__Parts of the exercise__
- A) Using the text on Aoi-shiba-no-kai below, list the opening sentence of each principle of the association that the text quotes.
- B) Answer these questions from the text on Aoi-shiba-no-kai below:
(i) What English name does the text give for Aoi-shiba-no-kai?
(ii) According to the author's interpretation, what do the members aim to criticize without denying their palsy?
(iii) What does the text call the most famous slogan of the association?

__Text shown__
------

Month: April 2017

A Disability Rights Movement and Shinran

Generally speaking, disability rights movements have not been so active in the modern Japan.   However,  Aoi-shiba-no-kai or “Society of Green Lawn,” an association for cerebral palsy marked a radical appeal mainly in the 1970’s, is a noteworthy exception.

The four basic principles of the association illustrate how radical their critical insistence is.  The first one is:

  •  We are aware that we are “persons with cerebral palsy.”  We recognize our socially imposed position as “an existence not to be by right.”  We are convinced that the recognition should be the starting point for the whole of our movement.

The Japanese phrase “we are persons with cerebral palsy” has a complicated connotation.  In my simple interpretation, it means “we are socially stigmatized as persons with cerebral palsy, and at the same time we actually are persons with cerebral palsy.”  That is, they aim to criticize the social prejudice without denying their palsy.

The second principle is:

  • We intensively assert ourselves.  If we are aware that we are “persons with cerebral palsy,”  the will to protect ourselves would rise.  We are convinced that intensive self-assertion is the only way to achieve it.

The third one is:

  • We deny love and justice.  We acutely accuse egoism love and justice involve.  Such denial leads to observation of human.   We are convinced that genuine welfare is mutual understanding archived in the process.

The proclamation of denying love and justice is the most famous slogan of the association.  You maybe can compare it with Nietzsche’s criticism of moral.  One of the insights the phrase implies is that love and justice are utilized in order to disguise the reality of society.  Aoi-shiba-no-kai united such radical declaration with practical liberation movements; the point makes them different from Nietzsche as a thinker.

------

__Excerpted data__

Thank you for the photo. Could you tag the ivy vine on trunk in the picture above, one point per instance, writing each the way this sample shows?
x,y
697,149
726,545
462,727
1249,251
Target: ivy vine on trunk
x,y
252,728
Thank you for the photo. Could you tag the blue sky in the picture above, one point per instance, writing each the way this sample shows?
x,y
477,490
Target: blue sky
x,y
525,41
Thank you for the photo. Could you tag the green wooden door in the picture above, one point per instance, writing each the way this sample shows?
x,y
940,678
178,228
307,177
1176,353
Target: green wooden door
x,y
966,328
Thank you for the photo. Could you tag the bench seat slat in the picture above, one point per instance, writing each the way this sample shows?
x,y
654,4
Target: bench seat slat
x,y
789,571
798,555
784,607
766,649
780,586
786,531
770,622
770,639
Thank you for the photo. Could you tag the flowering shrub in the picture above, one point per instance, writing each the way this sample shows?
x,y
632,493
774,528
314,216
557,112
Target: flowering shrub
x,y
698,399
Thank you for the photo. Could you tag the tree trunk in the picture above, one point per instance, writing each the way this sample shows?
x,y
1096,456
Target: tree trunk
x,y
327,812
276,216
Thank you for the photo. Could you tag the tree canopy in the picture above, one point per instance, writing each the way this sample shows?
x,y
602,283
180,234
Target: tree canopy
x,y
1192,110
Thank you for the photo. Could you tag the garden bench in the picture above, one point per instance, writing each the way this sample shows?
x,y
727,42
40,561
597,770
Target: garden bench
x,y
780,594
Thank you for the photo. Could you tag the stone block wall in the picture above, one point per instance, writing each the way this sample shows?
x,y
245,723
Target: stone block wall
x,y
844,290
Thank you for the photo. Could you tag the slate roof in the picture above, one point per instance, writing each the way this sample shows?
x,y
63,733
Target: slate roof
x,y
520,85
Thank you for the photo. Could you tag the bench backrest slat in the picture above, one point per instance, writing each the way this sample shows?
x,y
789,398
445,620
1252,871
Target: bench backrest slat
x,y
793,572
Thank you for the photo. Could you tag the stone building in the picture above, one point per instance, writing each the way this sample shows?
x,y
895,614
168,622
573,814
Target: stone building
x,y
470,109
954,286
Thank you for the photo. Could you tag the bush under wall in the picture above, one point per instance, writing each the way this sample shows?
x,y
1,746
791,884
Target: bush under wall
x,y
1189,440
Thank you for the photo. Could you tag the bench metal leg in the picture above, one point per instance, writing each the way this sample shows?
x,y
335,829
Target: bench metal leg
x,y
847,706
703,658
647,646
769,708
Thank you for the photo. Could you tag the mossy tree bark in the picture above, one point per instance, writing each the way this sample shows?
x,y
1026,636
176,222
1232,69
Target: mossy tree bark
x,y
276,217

------

__Solved tasks__
- A)
- We are aware that we are "persons with cerebral palsy."
- We intensively assert ourselves.
- We deny love and justice.

- B)
(i) "Society of Green Lawn"
(ii) The social prejudice
(iii) The proclamation of denying love and justice